§ SHORT PROBLEM
Copy every line below, from the line with "Point out the plate" through the last line, keeping the requests unchanged and raising each coordinate in the answers by 150.

§ SUPPLIED MATERIAL
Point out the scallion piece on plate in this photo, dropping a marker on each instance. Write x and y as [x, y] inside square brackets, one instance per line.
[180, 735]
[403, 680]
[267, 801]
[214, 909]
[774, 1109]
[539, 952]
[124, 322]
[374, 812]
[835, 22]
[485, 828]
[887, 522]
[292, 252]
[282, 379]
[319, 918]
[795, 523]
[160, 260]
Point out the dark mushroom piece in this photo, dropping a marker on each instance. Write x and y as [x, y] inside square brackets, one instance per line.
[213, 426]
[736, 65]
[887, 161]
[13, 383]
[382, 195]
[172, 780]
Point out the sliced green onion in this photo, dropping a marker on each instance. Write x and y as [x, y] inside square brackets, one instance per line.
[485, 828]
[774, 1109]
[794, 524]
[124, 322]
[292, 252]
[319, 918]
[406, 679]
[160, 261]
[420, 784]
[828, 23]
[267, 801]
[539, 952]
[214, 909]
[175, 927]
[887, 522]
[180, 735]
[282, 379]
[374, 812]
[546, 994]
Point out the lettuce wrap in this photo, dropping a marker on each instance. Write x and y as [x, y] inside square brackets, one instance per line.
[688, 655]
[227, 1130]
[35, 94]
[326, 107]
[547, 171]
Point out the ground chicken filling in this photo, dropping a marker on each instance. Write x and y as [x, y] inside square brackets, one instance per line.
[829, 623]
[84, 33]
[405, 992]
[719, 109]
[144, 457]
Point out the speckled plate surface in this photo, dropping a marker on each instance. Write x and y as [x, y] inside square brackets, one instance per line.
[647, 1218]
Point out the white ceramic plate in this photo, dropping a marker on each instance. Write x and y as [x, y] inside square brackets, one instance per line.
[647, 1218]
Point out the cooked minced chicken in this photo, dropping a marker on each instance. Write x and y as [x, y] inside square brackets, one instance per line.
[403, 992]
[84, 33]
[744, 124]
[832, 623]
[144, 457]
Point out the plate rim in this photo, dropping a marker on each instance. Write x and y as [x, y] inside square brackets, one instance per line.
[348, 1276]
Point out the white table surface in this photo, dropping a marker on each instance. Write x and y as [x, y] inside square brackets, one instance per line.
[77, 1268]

§ THE COMPLETED TASK
Point out the plate rim in this photo, dropping a marker on each instance. Write x and y as [x, y] inside square brackets, one instance per line.
[498, 1426]
Point out the white table surface in this photo, dropping a marker on each instance. Write x and y as [x, y] inside square brackets, one instance per line.
[227, 1418]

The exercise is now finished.